* _What you need to do_
Every line below is to be copied exactly, with the pictures left out.

* _Data in this exercise_
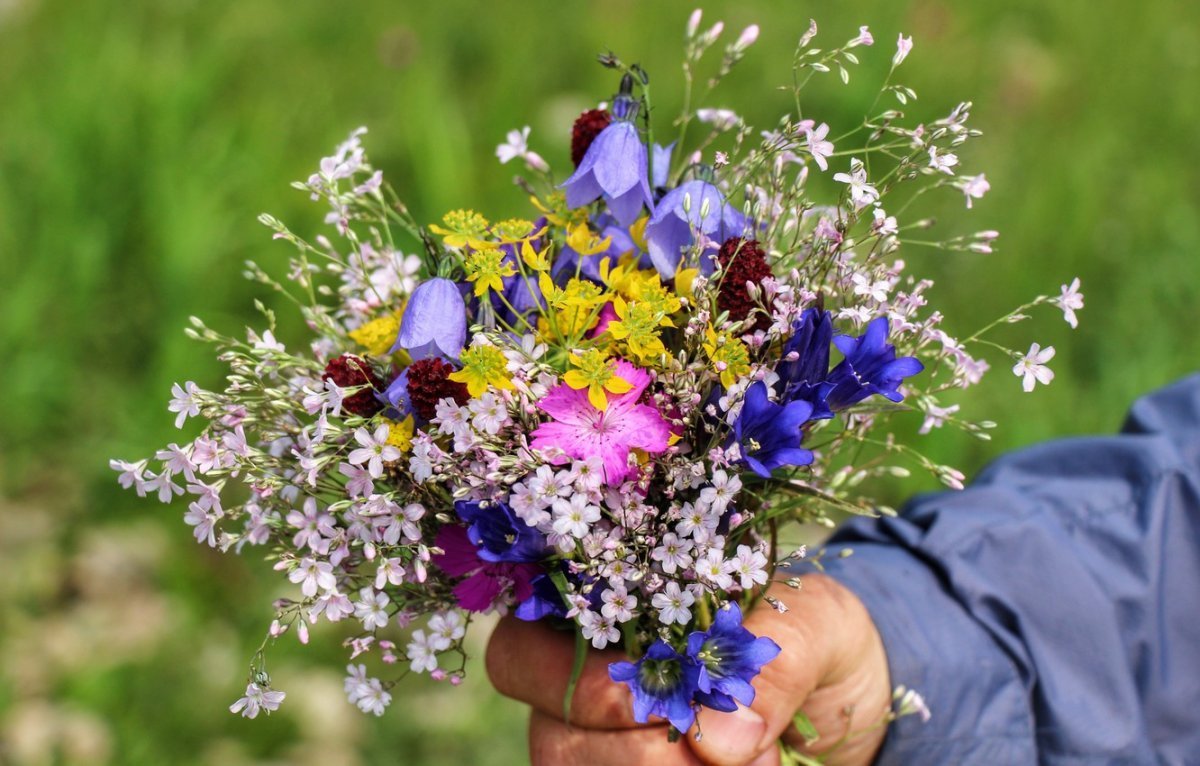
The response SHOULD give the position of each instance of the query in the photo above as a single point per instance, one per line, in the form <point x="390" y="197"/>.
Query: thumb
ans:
<point x="808" y="635"/>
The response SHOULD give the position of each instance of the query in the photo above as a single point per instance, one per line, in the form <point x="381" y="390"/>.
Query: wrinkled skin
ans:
<point x="832" y="660"/>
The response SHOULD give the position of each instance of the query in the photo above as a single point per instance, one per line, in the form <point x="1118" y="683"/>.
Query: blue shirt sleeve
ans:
<point x="1050" y="612"/>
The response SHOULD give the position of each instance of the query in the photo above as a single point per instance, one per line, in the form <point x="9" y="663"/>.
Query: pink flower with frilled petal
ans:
<point x="579" y="430"/>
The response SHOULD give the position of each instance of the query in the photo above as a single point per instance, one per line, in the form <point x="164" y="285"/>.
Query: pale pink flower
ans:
<point x="1071" y="301"/>
<point x="1032" y="367"/>
<point x="258" y="699"/>
<point x="579" y="430"/>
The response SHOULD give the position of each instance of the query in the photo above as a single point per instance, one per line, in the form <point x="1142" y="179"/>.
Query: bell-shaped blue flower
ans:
<point x="730" y="657"/>
<point x="615" y="167"/>
<point x="804" y="371"/>
<point x="768" y="434"/>
<point x="663" y="682"/>
<point x="670" y="231"/>
<point x="499" y="534"/>
<point x="435" y="321"/>
<point x="870" y="367"/>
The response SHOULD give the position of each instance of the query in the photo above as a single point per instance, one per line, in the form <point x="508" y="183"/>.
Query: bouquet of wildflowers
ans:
<point x="604" y="414"/>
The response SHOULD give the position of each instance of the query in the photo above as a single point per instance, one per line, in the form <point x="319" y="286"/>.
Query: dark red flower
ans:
<point x="429" y="382"/>
<point x="349" y="371"/>
<point x="587" y="126"/>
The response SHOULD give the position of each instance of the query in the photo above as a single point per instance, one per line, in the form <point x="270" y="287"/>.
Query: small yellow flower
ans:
<point x="400" y="434"/>
<point x="461" y="227"/>
<point x="583" y="240"/>
<point x="639" y="324"/>
<point x="483" y="366"/>
<point x="598" y="373"/>
<point x="729" y="354"/>
<point x="487" y="269"/>
<point x="378" y="335"/>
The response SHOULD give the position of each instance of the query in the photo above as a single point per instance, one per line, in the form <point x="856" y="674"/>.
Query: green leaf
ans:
<point x="581" y="654"/>
<point x="805" y="728"/>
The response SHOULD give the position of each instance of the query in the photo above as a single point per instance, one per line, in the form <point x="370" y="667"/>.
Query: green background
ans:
<point x="139" y="139"/>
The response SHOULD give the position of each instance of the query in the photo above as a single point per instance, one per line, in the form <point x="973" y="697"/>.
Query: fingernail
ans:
<point x="733" y="736"/>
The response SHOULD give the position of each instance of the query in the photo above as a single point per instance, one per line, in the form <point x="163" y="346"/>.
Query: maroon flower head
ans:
<point x="587" y="126"/>
<point x="429" y="382"/>
<point x="349" y="371"/>
<point x="742" y="261"/>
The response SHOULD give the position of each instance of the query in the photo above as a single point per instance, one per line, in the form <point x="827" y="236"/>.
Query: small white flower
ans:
<point x="517" y="145"/>
<point x="720" y="492"/>
<point x="1032" y="366"/>
<point x="185" y="402"/>
<point x="750" y="567"/>
<point x="904" y="45"/>
<point x="257" y="698"/>
<point x="673" y="552"/>
<point x="372" y="609"/>
<point x="574" y="516"/>
<point x="1071" y="301"/>
<point x="672" y="604"/>
<point x="375" y="450"/>
<point x="618" y="604"/>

* _Exercise answer_
The response SHOULD give the position of each instance of the query in the photo above as a single point per instance, one per line, in the form <point x="390" y="197"/>.
Query: thumb
ans:
<point x="808" y="635"/>
The response SHOULD give the position of each instance of the query in the photo above as a single point per instance, one per line, in the form <point x="381" y="390"/>.
Query: wrinkled skin
ans:
<point x="832" y="660"/>
The response SHOULD give the position of each instance of the query in the photo above as a single point per instance, one per line, in the form <point x="1118" y="683"/>.
Query: blue shirt sleeve
ans:
<point x="1050" y="612"/>
The response SHOULD give the position of each instance of the query in the photo above as a single point per instance, one per line, in the form <point x="9" y="663"/>.
Query: pink flower with frilled petal
ans:
<point x="579" y="430"/>
The response SHOULD give the position of each instance of the query in the photo above as a single point per instance, one per line, in the form <point x="164" y="285"/>.
Query: pale pink flower
ans:
<point x="1071" y="301"/>
<point x="1032" y="367"/>
<point x="258" y="699"/>
<point x="579" y="430"/>
The response SHOULD give the position of each instance of the query in the photo above as a single point per instance, one per line, in the form <point x="1142" y="179"/>.
Query: bell-shaped blue flower
ans:
<point x="730" y="657"/>
<point x="615" y="167"/>
<point x="804" y="371"/>
<point x="768" y="434"/>
<point x="663" y="682"/>
<point x="670" y="231"/>
<point x="499" y="534"/>
<point x="435" y="321"/>
<point x="870" y="367"/>
The response SHOULD give the position of each instance of the query in the photo above as a single point per instance, one per line, in the form <point x="508" y="183"/>.
Query: bouquet of wildflowers
ans:
<point x="604" y="414"/>
The response SHOULD give the position of each instance of the query in the photo above as a single point per instance, one per line, in the form <point x="319" y="286"/>.
Query: dark red flower
ans:
<point x="429" y="382"/>
<point x="349" y="371"/>
<point x="587" y="126"/>
The response SHOULD give the position of each instance of the query in the photo above as a single point per instance, one per line, in the form <point x="270" y="287"/>.
Query: small yellow flower
ans:
<point x="400" y="434"/>
<point x="461" y="227"/>
<point x="583" y="240"/>
<point x="639" y="324"/>
<point x="483" y="366"/>
<point x="598" y="373"/>
<point x="729" y="354"/>
<point x="487" y="269"/>
<point x="378" y="335"/>
The response SHOULD give the position of each instance of the query in the photo above as a single point per instance, one per line, in the form <point x="856" y="674"/>.
Query: green leaf
ans:
<point x="581" y="654"/>
<point x="805" y="728"/>
The response SHOULD give the position of each instance of the query in the photo above as a single point per instance, one per line, in the form <point x="370" y="667"/>.
Query: green background
ans:
<point x="139" y="139"/>
The response SHOULD give the position of each instance of the query in the photo above as a single point per instance, one per line, in the form <point x="973" y="697"/>.
Query: fingernail
ans:
<point x="733" y="736"/>
The response SHOULD give the position of each instance of the query in the photo above as a single point per instance, one per line, in the form <point x="163" y="346"/>.
Query: maroon flower head
ans:
<point x="587" y="126"/>
<point x="429" y="382"/>
<point x="349" y="371"/>
<point x="742" y="261"/>
The response SHOULD give the position of each instance of the query in the photo above as a single point per instance, one per line, in the form <point x="827" y="236"/>.
Query: small white flower
ans:
<point x="517" y="145"/>
<point x="720" y="492"/>
<point x="1032" y="366"/>
<point x="185" y="402"/>
<point x="750" y="567"/>
<point x="904" y="45"/>
<point x="257" y="698"/>
<point x="673" y="552"/>
<point x="372" y="609"/>
<point x="574" y="516"/>
<point x="1071" y="301"/>
<point x="672" y="604"/>
<point x="375" y="450"/>
<point x="618" y="604"/>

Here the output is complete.